Part of a data file
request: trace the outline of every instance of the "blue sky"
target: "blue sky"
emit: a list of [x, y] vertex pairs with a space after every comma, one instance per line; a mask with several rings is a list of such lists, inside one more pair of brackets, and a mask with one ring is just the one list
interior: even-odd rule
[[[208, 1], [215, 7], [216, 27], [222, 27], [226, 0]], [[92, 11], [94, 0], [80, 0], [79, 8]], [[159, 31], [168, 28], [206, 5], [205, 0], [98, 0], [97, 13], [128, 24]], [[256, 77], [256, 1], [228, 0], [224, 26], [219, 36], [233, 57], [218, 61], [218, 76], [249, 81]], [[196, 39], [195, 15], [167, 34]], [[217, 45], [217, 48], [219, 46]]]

Task details => Reproduce every line of the listing above, keeping each one unchanged.

Complete output =>
request: trace the outline of every instance of the "blue sky"
target: "blue sky"
emit: a list of [x, y] vertex pairs with a space after every comma, one instance per line; a mask with several rings is a list of such lists, inside one more pair of brackets, and a mask with one ring is just the one list
interior: even-odd rule
[[[208, 1], [215, 7], [216, 27], [222, 27], [226, 0]], [[92, 11], [94, 0], [80, 0], [79, 8]], [[159, 31], [168, 28], [206, 5], [205, 0], [98, 0], [97, 13], [128, 24]], [[256, 77], [256, 1], [228, 0], [224, 26], [219, 36], [233, 57], [218, 61], [218, 76], [249, 81]], [[196, 39], [195, 15], [167, 34]], [[217, 45], [217, 48], [219, 46]]]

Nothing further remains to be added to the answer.